▸ **Source passage**:
————————

This rearrangement is known as a \emph{principal pivoting transform}. 

One of the variables in the independent variable tuple $z'$ will be identified as the \textit{driving variable}. We will denote this variable as $z'_{\textrm{driving}}$. Our goal is to find the vector $\vect{q}'$, together with the column in $\mat{M}'$ that will be multiplied (i.e., via the inner product operation) with $z'_{\textrm{driving}}$. We will denote this column as $\mat{M}'_{\textrm{driving}}$.

\subsubsection{Running example} 
We consider the LCP from Example 4.4.7 in \cite{Cottle:1992}:
\begin{align*}
	\begin{bmatrix} w_1 \\ w_2 \\ w_3\end{bmatrix} = \underbrace{\begin{bmatrix}-3 \\ 6 \\ -1\end{bmatrix}}_{q} + \underbrace{\begin{bmatrix}  0 & -1 & 2 & 1\\ 2 & 0 & -2 & 1 \\ -1 & 1 & 0 & 1\end{bmatrix}}_{M}\begin{bmatrix}z_1 \\ z_2 \\ z_3 \\ z_4\end{bmatrix}
\end{align*}
After some number of pivoting operations, assume that the ``dependent'' tuple $w'$ and ``independent'' tuple $z'$ consist of:
\begin{align}
	w' = \{ z_4, w_2, z_3 \} ,
	z' = \{ w_1, w_3, z_2, z_1 \} 
    \tag{1} % NOTE: Do not change equation number without changing
            % unrevised_lemke_solver_test.cc
\end{align}


\subsection{Terminology} \label{subsec:terminology}
We now introduce some terminology:
\begin{itemize}
	\item \textsc{independent w}: the tuple of variables from $w$ that (partially) comprise $z'$ in the order in which they are found in $w$  (i.e., the elements of \textsc{independent w} appear in ascending order, e.g., $\{ w_1, w_2 \}$). In the running example, \textsc{independent w} is $\{ w_1, w_3 \}$.

————————

▸ **What to produce**: Reproduce the LaTeX passage on principal pivoting above word for word, from start to finish.

▸ **Data**:
————————

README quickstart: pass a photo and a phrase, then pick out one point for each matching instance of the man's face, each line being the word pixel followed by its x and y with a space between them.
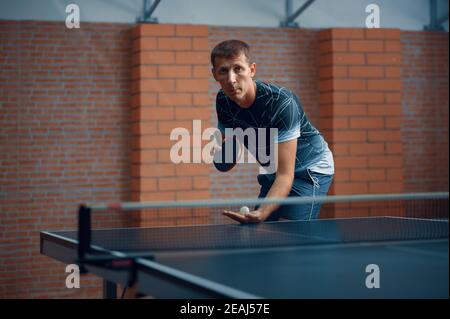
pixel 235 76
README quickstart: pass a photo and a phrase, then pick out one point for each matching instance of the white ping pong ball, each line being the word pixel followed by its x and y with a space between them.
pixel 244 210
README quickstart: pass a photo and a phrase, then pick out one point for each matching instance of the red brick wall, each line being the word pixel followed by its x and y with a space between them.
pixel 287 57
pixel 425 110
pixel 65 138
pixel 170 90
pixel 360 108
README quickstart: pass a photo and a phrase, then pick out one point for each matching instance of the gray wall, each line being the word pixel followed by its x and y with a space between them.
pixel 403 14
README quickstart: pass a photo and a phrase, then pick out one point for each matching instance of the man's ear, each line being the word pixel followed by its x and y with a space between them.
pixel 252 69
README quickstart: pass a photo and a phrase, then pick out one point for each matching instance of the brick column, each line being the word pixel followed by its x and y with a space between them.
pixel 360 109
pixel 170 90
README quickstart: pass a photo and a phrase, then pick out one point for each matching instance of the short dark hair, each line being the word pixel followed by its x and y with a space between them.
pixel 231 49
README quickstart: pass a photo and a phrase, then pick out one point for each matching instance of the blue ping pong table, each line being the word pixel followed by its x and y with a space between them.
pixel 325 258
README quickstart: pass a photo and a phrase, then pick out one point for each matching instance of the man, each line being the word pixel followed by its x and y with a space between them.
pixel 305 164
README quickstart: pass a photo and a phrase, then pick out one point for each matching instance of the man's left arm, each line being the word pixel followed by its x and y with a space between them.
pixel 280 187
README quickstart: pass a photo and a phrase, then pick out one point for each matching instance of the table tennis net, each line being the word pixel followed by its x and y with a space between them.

————————

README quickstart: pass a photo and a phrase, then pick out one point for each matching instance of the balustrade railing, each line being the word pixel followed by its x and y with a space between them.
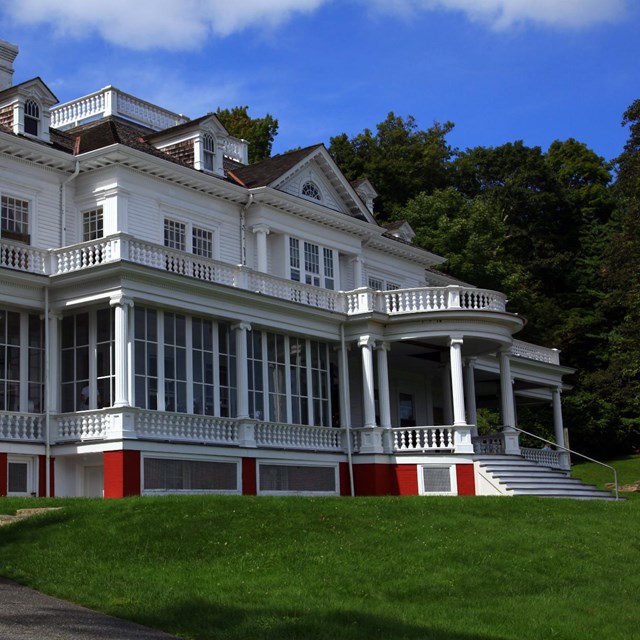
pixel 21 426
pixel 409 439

————————

▸ **Written solution**:
This rearrangement is known as a \emph{principal pivoting transform}. 

One of the variables in the independent variable tuple $z'$ will be identified as the \textit{driving variable}. We will denote this variable as $z'_{\textrm{driving}}$. Our goal is to find the vector $\vect{q}'$, together with the column in $\mat{M}'$ that will be multiplied (i.e., via the inner product operation) with $z'_{\textrm{driving}}$. We will denote this column as $\mat{M}'_{\textrm{driving}}$.

\subsubsection{Running example} 
We consider the LCP from Example 4.4.7 in \cite{Cottle:1992}:
\begin{align*}
	\begin{bmatrix} w_1 \\ w_2 \\ w_3\end{bmatrix} = \underbrace{\begin{bmatrix}-3 \\ 6 \\ -1\end{bmatrix}}_{q} + \underbrace{\begin{bmatrix}  0 & -1 & 2 & 1\\ 2 & 0 & -2 & 1 \\ -1 & 1 & 0 & 1\end{bmatrix}}_{M}\begin{bmatrix}z_1 \\ z_2 \\ z_3 \\ z_4\end{bmatrix}
\end{align*}
After some number of pivoting operations, assume that the ``dependent'' tuple $w'$ and ``independent'' tuple $z'$ consist of:
\begin{align}
	w' = \{ z_4, w_2, z_3 \} ,
	z' = \{ w_1, w_3, z_2, z_1 \} 
    \tag{1} % NOTE: Do not change equation number without changing
            % unrevised_lemke_solver_test.cc
\end{align}


\subsection{Terminology} \label{subsec:terminology}
We now introduce some terminology:
\begin{itemize}
	\item \textsc{independent w}: the tuple of variables from $w$ that (partially) comprise $z'$ in the order in which they are found in $w$  (i.e., the elements of \textsc{independent w} appear in ascending order, e.g., $\{ w_1, w_2 \}$). In the running example, \textsc{independent w} is $\{ w_1, w_3 \}$.